### GIVEN PROBLEM
Rewrite everything from the line containing "of the wooden" down to the last of the lines below, substituting "timber" for "wooden" and leaving all else unchanged.

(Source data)
◇ ◇ ◇

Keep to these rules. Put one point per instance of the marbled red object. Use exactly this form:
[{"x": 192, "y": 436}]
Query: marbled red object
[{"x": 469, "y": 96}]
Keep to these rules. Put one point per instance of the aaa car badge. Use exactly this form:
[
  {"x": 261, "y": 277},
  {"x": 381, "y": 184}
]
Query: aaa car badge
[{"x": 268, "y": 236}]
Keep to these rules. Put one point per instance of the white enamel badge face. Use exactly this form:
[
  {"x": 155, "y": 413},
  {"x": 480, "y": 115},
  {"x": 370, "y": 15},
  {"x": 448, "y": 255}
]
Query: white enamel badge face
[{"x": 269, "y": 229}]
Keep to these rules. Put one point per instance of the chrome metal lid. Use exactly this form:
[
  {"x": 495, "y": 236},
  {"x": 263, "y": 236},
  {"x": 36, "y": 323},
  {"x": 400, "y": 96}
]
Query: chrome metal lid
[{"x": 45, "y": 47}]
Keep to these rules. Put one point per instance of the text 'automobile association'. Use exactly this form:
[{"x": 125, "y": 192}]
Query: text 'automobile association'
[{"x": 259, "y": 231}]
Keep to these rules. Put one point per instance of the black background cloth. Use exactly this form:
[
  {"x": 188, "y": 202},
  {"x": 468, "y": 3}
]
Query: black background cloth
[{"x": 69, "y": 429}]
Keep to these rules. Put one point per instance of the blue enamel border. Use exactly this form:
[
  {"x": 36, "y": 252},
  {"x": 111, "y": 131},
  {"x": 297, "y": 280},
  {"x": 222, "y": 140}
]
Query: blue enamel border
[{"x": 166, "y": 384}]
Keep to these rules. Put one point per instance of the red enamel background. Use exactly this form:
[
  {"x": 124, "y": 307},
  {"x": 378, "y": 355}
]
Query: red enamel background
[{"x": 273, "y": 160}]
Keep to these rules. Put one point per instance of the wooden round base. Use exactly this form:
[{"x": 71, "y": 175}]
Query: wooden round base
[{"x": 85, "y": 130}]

◇ ◇ ◇

### ANSWER TO THIS TASK
Keep to these rules. Put one point per instance of the timber round base. Use exactly this form:
[{"x": 71, "y": 175}]
Query: timber round base
[{"x": 85, "y": 130}]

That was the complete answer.